[[ Input material open ]]

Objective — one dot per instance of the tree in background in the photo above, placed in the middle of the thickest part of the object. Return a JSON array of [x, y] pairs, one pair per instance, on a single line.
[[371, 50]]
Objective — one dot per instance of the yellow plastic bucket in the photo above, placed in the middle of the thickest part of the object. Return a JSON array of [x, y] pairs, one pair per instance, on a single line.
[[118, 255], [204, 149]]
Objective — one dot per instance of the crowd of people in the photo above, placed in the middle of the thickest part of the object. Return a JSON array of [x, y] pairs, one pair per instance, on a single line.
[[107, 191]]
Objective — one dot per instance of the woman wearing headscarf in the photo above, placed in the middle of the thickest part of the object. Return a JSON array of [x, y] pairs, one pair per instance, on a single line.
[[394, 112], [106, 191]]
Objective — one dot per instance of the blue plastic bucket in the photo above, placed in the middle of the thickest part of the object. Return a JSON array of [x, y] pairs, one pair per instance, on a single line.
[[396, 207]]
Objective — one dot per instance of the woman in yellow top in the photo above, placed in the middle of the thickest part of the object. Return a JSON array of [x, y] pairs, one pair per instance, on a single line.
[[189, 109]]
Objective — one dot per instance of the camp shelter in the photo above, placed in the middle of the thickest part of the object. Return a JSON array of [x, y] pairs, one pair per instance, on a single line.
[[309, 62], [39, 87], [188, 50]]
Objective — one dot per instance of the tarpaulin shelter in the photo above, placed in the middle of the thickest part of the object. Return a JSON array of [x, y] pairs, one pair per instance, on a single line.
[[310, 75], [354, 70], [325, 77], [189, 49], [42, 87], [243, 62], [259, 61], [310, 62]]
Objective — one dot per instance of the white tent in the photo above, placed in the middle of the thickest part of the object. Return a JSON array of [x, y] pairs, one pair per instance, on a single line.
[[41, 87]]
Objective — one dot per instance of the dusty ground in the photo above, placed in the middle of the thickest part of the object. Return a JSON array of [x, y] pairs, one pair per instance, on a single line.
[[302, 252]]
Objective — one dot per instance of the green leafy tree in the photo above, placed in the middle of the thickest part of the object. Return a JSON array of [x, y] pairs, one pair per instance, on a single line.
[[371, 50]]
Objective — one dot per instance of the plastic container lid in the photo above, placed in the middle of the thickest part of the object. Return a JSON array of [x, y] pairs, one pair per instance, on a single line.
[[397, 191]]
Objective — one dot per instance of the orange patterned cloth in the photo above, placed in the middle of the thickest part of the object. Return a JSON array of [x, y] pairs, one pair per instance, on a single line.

[[ Input material closed ]]

Task directions => Could you write out all the records exactly, please?

Expected answer =>
Objective — one dot per instance of the tree in background in the photo above, placed in the middle of the thickest part of the object. Return a JSON array of [x, y] pairs, one pair per instance, on a single line.
[[371, 50]]
Objective — one dot per instance of the yellow plastic bucket in the photo above, placed in the middle of the thickest part of the object. Return a JSON array of [x, y] pairs, one pair per instance, on a single line.
[[118, 255], [204, 149]]
Objective — one dot per instance of the crowd of people in the photo above, placed in the middle of the thickest part of the object. Return a JSON array of [x, y] pairs, one pair per instance, on a single line.
[[107, 191]]
Objective — one dot per instance of the woman wearing headscarf in the photo above, placed in the middle of the thickest part of the object. Return a JSON array of [x, y] pairs, one pair per instance, on a single line.
[[394, 112], [106, 191]]
Objective — one dot per instance of the blue plastic bucket in the photo above, placed in the middle of the thickest part of the object. Return a JSON array of [x, y] pairs, one pair per instance, on a single line.
[[396, 207]]
Objective — one dot per instance of the woman in yellow top in the photo above, placed in the middle of the thickest part of the object. Return a JSON array of [x, y] pairs, one pair per instance, on a single line.
[[189, 109]]
Objective — one dot per instance of the camp shelter in the photo above, placed in the middle of the thickest part of the object. Return a JSON array of [x, y] pairs, one pair per instance, on a single line.
[[309, 62], [39, 87], [188, 50]]
Objective — one dot per instance of the tarpaulin shelter in the photo above, placed in the middle of the thickest part of the object. Return a JSON array of [x, y] pairs, one pair per instance, on a single line.
[[310, 75], [354, 70], [325, 77], [189, 49], [42, 87], [243, 62], [259, 61], [310, 62]]
Objective — one dot per instance of the white tent in the photo above, placed in the middle of the thickest part of the object. Return a JSON array of [x, y] pairs, one pair per instance, on a single line.
[[41, 87]]
Objective — one dot per instance of the dusty ground in the photo above, placed in the middle of the thickest part of the object. Return a JSON array of [x, y] pairs, one pair per instance, on a single line.
[[302, 252]]
Objective — one dot per instance of the green leafy tree in the photo above, placed in the middle of the thickest part of the object. Return a JSON array of [x, y] pairs, one pair per instance, on a single line.
[[371, 50]]
Objective — one dot per instance of the plastic container lid in the photo above, placed in the middle of the thickest part of the object. Return a JSON array of [x, y] pairs, one pair per instance, on a single line.
[[397, 191]]
Objective — one dot per instance of the orange patterned cloth in the photo above, placed in the middle of the thickest part of the object. Return a JSON array of [x, y] pairs, one pair per instance, on a single line.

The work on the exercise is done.